On Friday 26 March 2010 04:20:41 pm David Cole wrote:
> On Fri, Mar 26, 2010 at 5:00 PM, Clinton Stimpson 
<clin...@elemtech.com>wrote:
> > On Friday 26 March 2010 02:36:19 pm Sean McBride wrote:
> > > On Fri, 26 Mar 2010 14:38:54 -0400, Simmons, Aaron said:
> > > >While it will compile, the resulting binary needs to be compatible
> > > > with 10.4.
> > >
> > > It is a common misconception that one needs to use the 10.4 SDK to
> > > create an executable that is compatible with 10.4.  This is not so.
> > >
> > > What you want to do is set CMAKE_OSX_DEPLOYMENT_TARGET to 10.4.  Don't
> > > set CMAKE_OSX_SYSROOT at all.  Also, if you're deploying to 10.4, I
> > > believe you need to use gcc 4.0, not newer.  You'll also want to set
> > > CMAKE_OSX_ARCHITECTURES as desired.
> >
> > I have a question about this...
....
Job A> In the mailing-list thread on 10.4 compatibility, substitute "mistaken belief" for "misconception" and write out the passage starting at "On Friday 26 March 2010 04:20:41" and ending at "This is not so.".
Job B> Please pick up the mailing-list thread on 10.4 compatibility and carry it on from its last line.

Entries shown>
....
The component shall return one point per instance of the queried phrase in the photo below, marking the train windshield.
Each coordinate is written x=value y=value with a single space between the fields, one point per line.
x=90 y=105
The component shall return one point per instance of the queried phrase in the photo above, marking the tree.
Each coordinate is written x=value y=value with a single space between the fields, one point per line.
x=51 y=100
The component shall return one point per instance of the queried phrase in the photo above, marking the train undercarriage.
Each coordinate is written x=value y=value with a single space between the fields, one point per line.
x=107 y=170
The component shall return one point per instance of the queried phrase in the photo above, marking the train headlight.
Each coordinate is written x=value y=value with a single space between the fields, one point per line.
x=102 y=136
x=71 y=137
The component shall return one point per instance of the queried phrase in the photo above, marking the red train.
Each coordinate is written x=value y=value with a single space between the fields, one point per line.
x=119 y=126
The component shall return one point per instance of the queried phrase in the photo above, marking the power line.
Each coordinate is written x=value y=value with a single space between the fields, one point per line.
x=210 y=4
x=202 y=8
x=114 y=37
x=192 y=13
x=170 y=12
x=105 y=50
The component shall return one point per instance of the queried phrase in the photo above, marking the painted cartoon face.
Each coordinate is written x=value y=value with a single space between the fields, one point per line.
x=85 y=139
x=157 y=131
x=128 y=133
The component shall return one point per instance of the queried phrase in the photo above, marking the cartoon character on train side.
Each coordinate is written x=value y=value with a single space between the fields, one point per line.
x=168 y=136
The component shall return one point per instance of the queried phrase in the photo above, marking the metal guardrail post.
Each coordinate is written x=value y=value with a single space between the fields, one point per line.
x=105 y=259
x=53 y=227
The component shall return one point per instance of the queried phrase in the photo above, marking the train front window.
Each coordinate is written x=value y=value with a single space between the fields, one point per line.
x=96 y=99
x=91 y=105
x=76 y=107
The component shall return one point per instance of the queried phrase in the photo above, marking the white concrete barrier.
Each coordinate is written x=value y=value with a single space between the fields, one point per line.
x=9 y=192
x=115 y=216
....
Expected output A>
On Friday 26 March 2010 04:20:41 pm David Cole wrote:
> On Fri, Mar 26, 2010 at 5:00 PM, Clinton Stimpson 
<clin...@elemtech.com>wrote:
> > On Friday 26 March 2010 02:36:19 pm Sean McBride wrote:
> > > On Fri, 26 Mar 2010 14:38:54 -0400, Simmons, Aaron said:
> > > >While it will compile, the resulting binary needs to be compatible
> > > > with 10.4.
> > >
> > > It is a common mistaken belief that one needs to use the 10.4 SDK to
> > > create an executable that is compatible with 10.4.  This is not so.

Expected output B>
> > If the 10.5 SDK has python 2.3 and 2.5, and Mac 10.4 only have python
> > 2.3, how
> > does one use the 10.5 SDK but build against Python 2.3 within that SDK,
> > so the
> > binaries work on Mac 10.4?
> 
> Is this one a serious question, or are you just trying to make us smile
>  late on a Friday....? :-)
> 

It was meant to be serious :)

I looked some more and...
The 10.5 SDK doesn't include headers for Python 2.3, so one has to use the 
10.4 SDK for an application using python to work on Mac 10.4.

I guess another option is to copy the Python framework into the application 
bundle, but I'd rather not.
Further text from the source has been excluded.